What you need to do:
Reproduce, from the lines below, exactly the stretch that begins at the line containing "Query: light switch plate" and ends at the line containing "# test: put a marker on the beige", both included.

Dataset records:

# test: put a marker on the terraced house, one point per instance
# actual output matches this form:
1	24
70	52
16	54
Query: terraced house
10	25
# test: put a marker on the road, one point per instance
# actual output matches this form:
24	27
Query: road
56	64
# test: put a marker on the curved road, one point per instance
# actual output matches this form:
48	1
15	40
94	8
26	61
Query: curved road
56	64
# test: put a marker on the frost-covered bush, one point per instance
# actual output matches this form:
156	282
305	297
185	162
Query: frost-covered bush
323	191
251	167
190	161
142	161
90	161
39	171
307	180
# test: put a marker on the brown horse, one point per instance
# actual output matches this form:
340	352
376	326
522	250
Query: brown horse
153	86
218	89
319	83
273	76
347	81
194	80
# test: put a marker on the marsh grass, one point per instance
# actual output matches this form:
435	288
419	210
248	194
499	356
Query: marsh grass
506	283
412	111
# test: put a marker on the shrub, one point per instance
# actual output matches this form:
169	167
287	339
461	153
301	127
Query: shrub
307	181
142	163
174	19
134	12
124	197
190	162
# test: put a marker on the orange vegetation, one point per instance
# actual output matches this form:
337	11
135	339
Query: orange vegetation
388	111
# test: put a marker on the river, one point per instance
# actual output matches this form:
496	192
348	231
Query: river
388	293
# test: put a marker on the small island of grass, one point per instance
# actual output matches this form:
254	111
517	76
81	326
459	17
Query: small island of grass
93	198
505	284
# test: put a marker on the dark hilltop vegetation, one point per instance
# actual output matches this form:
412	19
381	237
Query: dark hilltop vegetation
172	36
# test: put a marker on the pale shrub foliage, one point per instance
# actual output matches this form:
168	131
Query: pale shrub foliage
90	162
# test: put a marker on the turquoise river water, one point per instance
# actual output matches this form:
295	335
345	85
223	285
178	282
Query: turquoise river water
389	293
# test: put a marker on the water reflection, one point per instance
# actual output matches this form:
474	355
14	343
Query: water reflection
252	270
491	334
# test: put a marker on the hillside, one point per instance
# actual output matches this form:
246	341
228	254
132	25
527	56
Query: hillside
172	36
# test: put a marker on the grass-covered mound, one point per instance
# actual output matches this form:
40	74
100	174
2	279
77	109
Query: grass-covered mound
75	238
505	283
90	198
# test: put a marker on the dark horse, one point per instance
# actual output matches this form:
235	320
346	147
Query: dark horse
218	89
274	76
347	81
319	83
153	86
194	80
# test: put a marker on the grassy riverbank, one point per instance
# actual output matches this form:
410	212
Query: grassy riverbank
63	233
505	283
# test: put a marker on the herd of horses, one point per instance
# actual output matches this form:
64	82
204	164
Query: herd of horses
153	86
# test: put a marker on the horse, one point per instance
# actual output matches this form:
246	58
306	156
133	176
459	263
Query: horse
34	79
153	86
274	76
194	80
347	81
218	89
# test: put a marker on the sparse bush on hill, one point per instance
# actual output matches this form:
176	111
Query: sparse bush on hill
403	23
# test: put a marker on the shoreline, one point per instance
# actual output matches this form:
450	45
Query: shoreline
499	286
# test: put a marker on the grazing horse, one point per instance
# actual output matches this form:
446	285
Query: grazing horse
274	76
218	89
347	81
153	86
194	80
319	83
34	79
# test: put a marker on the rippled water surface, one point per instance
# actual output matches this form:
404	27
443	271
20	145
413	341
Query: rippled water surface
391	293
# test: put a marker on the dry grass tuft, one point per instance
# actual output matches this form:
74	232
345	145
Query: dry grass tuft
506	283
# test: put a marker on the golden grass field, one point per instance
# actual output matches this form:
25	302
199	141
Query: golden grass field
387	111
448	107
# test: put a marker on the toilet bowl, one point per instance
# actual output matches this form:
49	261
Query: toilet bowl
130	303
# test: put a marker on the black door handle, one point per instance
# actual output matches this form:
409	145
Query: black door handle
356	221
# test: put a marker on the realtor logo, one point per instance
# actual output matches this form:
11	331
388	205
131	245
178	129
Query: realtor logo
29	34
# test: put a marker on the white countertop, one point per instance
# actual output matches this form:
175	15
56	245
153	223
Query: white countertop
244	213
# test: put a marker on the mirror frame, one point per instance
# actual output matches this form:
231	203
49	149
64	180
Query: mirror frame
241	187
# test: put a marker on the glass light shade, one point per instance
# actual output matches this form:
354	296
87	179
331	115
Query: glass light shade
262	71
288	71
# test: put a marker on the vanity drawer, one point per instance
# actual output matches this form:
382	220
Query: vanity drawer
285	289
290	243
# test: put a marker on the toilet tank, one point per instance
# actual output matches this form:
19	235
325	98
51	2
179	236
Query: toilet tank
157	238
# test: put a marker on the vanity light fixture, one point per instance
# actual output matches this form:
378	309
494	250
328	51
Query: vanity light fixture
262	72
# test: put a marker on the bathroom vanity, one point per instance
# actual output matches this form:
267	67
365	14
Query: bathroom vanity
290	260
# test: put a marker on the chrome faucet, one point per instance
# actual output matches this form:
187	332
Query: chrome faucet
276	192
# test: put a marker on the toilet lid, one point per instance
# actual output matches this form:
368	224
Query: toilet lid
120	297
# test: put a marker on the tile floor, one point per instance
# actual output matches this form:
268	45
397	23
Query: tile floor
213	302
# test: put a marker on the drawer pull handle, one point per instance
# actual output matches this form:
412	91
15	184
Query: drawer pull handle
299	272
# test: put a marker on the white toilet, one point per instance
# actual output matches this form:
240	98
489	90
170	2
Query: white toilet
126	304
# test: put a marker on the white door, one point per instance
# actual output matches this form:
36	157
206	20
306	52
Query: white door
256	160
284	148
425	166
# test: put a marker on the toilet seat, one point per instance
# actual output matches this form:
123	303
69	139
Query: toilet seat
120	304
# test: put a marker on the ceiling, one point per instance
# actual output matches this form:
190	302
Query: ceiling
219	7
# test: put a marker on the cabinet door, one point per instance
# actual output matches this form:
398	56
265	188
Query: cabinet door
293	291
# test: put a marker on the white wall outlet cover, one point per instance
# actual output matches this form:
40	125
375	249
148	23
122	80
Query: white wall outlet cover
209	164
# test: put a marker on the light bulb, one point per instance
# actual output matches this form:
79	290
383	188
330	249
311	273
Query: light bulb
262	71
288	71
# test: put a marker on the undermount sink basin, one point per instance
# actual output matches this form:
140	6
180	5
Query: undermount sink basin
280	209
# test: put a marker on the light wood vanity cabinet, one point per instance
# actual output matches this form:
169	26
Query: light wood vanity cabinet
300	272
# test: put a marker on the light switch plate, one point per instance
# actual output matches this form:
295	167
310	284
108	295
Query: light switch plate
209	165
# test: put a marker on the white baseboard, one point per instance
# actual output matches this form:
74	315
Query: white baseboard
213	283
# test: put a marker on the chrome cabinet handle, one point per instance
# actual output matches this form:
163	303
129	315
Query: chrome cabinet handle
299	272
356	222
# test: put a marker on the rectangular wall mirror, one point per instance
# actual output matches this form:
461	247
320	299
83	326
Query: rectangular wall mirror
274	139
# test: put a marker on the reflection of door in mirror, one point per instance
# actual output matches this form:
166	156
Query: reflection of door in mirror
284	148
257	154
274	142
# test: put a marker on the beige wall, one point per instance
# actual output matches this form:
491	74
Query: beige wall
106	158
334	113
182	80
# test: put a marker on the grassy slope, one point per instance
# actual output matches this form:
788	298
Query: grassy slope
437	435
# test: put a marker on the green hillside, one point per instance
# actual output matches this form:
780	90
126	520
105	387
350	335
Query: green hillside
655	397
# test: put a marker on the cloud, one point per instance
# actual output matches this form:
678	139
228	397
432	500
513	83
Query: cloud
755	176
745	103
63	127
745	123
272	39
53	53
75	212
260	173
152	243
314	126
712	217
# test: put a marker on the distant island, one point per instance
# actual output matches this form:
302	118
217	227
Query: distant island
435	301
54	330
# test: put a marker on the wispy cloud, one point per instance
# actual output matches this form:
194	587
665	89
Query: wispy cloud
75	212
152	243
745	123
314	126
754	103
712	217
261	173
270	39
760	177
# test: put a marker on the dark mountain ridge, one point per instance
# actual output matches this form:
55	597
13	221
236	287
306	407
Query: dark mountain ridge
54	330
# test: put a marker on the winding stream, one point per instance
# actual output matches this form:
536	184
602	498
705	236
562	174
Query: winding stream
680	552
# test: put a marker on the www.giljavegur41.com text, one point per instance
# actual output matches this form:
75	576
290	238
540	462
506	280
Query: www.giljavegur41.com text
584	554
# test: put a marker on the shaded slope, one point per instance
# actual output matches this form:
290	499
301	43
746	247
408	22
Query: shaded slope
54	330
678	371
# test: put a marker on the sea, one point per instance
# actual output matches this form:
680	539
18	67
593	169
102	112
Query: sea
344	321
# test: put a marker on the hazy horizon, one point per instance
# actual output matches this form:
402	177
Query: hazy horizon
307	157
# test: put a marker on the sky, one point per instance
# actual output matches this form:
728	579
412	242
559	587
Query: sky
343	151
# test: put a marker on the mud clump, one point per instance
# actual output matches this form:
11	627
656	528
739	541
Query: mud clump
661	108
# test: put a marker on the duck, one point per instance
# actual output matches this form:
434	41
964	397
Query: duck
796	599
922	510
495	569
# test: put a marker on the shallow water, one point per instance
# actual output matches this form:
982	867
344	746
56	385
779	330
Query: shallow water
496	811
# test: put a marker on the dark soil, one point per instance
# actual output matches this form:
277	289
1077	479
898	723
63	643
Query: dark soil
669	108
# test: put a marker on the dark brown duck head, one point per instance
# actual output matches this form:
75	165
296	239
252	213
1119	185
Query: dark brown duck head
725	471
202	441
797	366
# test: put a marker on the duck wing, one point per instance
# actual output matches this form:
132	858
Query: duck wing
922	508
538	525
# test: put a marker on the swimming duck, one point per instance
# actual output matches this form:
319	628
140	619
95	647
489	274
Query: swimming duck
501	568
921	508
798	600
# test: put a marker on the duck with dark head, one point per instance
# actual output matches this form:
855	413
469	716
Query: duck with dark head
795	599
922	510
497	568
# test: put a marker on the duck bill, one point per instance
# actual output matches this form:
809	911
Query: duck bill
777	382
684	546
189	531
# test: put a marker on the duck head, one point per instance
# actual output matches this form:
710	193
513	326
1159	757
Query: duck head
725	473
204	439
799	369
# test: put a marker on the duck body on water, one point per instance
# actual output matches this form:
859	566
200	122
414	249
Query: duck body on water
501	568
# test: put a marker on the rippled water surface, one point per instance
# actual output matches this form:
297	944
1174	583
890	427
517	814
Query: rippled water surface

Output for this task:
Query: light switch plate
209	165
# test: put a marker on the white baseboard, one point per instance
# actual output matches this form:
74	315
Query: white baseboard
213	283
# test: put a marker on the chrome cabinet handle, one point per instance
# actual output matches this form:
163	303
129	315
Query: chrome cabinet handle
299	272
356	222
# test: put a marker on the rectangular wall mirror, one point per instance
# actual output matches this form:
461	247
320	299
83	326
Query: rectangular wall mirror
274	139
# test: put a marker on the reflection of door in mirror, one point per instance
# actual output matches this form:
166	156
Query: reflection of door in mirror
284	148
257	154
274	142
# test: put a marker on the beige wall, one point per instance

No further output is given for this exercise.